▶ WRITTEN REQUEST 1
In the Machu Picchu travel guide, who is said to have first discovered the ruins, and in what year?
▶ WRITTEN REQUEST 2
Write the next part of the Machu Picchu travel guide, picking up right after its final sentence.

▶ EXCERPTED TEXT
______________________________
Written by Sam Corporations November 29, 2022

Machu Picchu; Ultimate Travel Guide - Sam Corporations

Important things to know about Machu Picchu

The spellbinding scenery and perfect stonework of the Lost City of the Incas have fascinated historians, architects and tourists alike since the ruins were uncovered from the jungle over a century ago. To make the most of this unforgettable place, use our expert guide to Machu Picchu to plan your trip.

Machu Picchu is perhaps the most sought-after destination in South America and an unforgettable experience. Part of the wonder of the site is the mystery and magical energy that surrounds it. The ruins were first discovered in 1911 by Hiram Bingham, a young Yale archaeologist who inspired the character of Indiana Jones.

Historians can only speculate on the site’s original use, but most agree it was probably constructed around the time of Inca ruler Pachacútec in the mid-15th century, and perhaps served as a royal winter retreat from the Cusqueñian cold. Its lack of military significance is probably why it was left untouched by the Spanish conquistadors and lay undiscovered for centuries.
______________________________
▶ RECORDS SHOWN
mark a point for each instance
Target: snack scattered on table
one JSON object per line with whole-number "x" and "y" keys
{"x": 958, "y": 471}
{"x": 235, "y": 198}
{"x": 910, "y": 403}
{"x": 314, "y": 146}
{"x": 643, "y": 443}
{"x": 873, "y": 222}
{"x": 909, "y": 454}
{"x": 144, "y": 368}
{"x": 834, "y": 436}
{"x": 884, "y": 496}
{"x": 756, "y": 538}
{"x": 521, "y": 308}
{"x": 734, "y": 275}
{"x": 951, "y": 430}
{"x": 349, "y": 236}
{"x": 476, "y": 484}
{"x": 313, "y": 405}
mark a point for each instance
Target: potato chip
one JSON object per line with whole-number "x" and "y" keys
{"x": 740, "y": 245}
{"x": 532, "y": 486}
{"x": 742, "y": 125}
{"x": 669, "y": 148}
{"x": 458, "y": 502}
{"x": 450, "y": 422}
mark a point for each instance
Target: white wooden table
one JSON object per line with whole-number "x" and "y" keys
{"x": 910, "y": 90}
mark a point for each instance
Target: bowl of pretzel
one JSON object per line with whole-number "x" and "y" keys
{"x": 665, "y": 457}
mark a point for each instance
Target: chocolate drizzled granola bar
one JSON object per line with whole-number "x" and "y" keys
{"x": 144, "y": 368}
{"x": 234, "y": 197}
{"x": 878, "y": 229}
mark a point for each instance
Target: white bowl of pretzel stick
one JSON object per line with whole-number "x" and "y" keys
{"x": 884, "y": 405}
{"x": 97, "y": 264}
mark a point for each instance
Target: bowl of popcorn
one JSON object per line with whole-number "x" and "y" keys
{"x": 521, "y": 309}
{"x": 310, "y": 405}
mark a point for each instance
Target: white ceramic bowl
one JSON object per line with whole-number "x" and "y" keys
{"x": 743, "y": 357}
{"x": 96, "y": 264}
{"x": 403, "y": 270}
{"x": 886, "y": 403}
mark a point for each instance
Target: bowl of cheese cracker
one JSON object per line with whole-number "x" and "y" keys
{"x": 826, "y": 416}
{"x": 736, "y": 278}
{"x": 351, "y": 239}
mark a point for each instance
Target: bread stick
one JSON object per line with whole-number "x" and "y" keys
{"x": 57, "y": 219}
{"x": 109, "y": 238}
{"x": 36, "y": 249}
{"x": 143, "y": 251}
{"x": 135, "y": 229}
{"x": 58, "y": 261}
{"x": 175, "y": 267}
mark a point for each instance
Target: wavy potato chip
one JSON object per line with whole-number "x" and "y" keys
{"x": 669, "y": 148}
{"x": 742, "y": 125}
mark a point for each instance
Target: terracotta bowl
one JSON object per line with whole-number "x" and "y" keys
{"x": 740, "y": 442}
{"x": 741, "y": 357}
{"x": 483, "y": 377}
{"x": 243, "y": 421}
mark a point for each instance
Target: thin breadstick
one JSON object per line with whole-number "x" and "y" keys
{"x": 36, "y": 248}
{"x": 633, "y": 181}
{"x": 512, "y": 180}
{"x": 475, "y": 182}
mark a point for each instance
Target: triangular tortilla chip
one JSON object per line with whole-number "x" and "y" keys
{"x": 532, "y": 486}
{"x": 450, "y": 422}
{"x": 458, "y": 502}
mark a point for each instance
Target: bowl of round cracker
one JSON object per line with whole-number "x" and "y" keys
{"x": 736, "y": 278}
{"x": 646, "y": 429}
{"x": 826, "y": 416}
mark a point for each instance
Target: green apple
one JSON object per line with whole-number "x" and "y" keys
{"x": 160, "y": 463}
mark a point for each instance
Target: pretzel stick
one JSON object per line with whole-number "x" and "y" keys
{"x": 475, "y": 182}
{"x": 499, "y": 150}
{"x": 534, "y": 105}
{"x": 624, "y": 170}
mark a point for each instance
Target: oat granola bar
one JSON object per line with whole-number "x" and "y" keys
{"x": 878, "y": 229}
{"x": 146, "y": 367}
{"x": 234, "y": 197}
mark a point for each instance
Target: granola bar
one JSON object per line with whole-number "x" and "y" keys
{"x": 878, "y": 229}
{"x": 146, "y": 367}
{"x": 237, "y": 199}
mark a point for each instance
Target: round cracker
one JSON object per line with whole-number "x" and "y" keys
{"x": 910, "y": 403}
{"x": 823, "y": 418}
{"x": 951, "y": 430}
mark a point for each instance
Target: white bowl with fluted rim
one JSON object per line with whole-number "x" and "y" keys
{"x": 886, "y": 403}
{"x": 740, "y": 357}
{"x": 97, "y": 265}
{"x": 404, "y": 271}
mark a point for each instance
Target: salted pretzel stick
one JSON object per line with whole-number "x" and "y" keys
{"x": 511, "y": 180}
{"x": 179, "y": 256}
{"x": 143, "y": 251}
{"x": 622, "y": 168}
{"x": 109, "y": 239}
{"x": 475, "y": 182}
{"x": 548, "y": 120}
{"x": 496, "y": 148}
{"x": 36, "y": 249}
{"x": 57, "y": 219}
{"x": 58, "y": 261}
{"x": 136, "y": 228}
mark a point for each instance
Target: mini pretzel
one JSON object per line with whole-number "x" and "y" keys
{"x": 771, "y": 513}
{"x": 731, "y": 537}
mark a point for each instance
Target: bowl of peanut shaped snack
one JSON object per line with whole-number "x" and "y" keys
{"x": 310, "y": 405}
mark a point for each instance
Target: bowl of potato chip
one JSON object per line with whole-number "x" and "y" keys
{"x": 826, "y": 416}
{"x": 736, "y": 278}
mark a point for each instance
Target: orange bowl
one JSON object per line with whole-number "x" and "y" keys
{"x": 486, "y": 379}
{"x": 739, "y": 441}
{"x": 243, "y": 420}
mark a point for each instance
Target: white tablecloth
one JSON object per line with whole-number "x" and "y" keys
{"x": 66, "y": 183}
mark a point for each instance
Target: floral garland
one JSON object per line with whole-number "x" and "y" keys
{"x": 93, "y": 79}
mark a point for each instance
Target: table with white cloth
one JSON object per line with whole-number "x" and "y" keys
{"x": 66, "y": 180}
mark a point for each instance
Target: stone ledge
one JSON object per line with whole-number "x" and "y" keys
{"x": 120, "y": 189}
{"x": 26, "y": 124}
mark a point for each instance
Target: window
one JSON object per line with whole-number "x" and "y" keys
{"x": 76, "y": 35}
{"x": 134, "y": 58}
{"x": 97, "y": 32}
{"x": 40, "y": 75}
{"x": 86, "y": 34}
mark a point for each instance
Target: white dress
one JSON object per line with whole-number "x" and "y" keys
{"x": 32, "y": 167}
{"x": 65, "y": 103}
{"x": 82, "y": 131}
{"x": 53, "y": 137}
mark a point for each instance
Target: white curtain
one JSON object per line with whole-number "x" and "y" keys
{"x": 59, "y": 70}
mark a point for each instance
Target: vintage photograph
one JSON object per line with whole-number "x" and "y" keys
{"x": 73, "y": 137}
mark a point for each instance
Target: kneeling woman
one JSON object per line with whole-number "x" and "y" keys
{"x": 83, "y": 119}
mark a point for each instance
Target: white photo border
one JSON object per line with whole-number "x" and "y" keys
______________________________
▶ TASK RESPONSE 1
Hiram Bingham, a young Yale archaeologist, in 1911.

▶ TASK RESPONSE 2
Many photographers say that it’s impossible to take a bad photo of Machu Picchu, as the magnificent panorama of the Inca buildings and horn-shaped forested peak of Huayna Picchu look great from any angle. All the more reason to avoid a rushed day trip from Cusco. We’re here to help make the most of your time in the one of the new Seven Wonders of the World, Machu Picchu!

Where is Machu Picchu?

All international flights to Peru will first land in Lima. From Lima you need to make your way to Cusco, the city of Cusco is the only way to access Machu Picchu. You can either fly directly to Cusco (1.5hr) or travel via road. (20hrs) While we are sure you are just excited to get to Machu, there are many great spots and activities worth exploring between the two cities. If you book with Sam Corporations, you can make stops along the way, explore unique parts of the country before visiting the Inca citadel of Machu Picchu. Another advantage to taking the scenic route, is that you give your body the opportunity to slowly adjust and acclimate to the altitude. Cusco city is at an overwhelming 3,400m/11,152ft above sea level and you are very likely to suffer from altitude sickness if you increase elevation levels too rapidly. So, it’s always a good idea to allow for a gradual increase in altitude. On the other hand, Machu Picchu is at a lower elevation, at 2,430m/7,972ft. If you spend some time in Cusco, you lessen the chances of suffering from altitude sickness at such a momentous point in your life.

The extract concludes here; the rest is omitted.